# NE Indiana



## Moreltheministeak (May 6, 2018)

Hey, I’m new to this and trying to get used to this website! I’m not new to the taste of morels though as the hunt and found went on for years in my family. However those who searched no longer search anymore. I am DYING to taste those mini steaks I call ‘em. It’s been too long! I searched a few days ago but couldn’t for long, in the Salamonie area. Since the area’s only about 12,000 acres, anyone want pass along a hint as to where and if you’ve found any? Some new family members haven’t heard of them before and joke about it, but I’m all about those mini steaks.


----------



## mmh (Apr 21, 2013)

Moreltheministeak said:


> Hey, I’m new to this and trying to get used to this website! I’m not new to the taste of morels though as the hunt and found went on for years in my family. However those who searched no longer search anymore. I am DYING to taste those mini steaks I call ‘em. It’s been too long! I searched a few days ago but couldn’t for long, in the Salamonie area. Since the area’s only about 12,000 acres, anyone want pass along a hint as to where and if you’ve found any? Some new family members haven’t heard of them before and joke about it, but I’m all about those mini steaks.

> [Set task a] In the records, starting at the first line and ending at the line that contains "M89 82L66 38L32", replace "gloved hand" with "gloved fist" and leave everything else unchanged. Leave the pictures out of your answer.

> [Material for this task]
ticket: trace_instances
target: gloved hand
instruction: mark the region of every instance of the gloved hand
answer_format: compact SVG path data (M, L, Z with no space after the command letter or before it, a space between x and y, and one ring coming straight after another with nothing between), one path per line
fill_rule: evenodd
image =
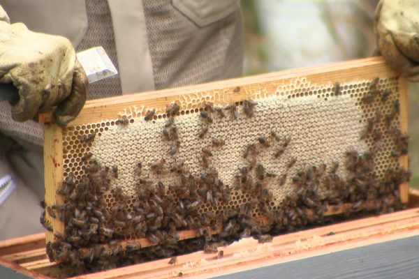
M89 82L66 38L32 32L22 23L10 24L0 6L0 82L19 90L12 117L31 119L57 107L55 121L65 126L80 112Z
M399 74L419 81L419 1L381 0L374 22L377 47Z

> [Set task b] Continue the forum thread about hunting morels in northeast Indiana from where it stops.

> [Task output a]
ticket: trace_instances
target: gloved fist
instruction: mark the region of every instance of the gloved fist
answer_format: compact SVG path data (M, L, Z with no space after the command letter or before it, a space between x and y, and one ring coming straight after another with nothing between), one path per line
fill_rule: evenodd
image =
M89 82L66 38L32 32L22 23L10 24L0 6L0 82L19 90L12 117L31 119L57 107L55 121L65 126L80 112Z

> [Task output b]
May I suggest posting on the Indiana board, there are people there that are from you area that would be happy to help.


----------



## mmh (Apr 21, 2013)

Moreltheministeak said:


> Hey, I’m new to this and trying to get used to this website! I’m not new to the taste of morels though as the hunt and found went on for years in my family. However those who searched no longer search anymore. I am DYING to taste those mini steaks I call ‘em. It’s been too long! I searched a few days ago but couldn’t for long, in the Salamonie area. Since the area’s only about 12,000 acres, anyone want pass along a hint as to where and if you’ve found any? Some new family members haven’t heard of them before and joke about it, but I’m all about those mini steaks.


I would like to clarify. Go to the 2019 Morel update board.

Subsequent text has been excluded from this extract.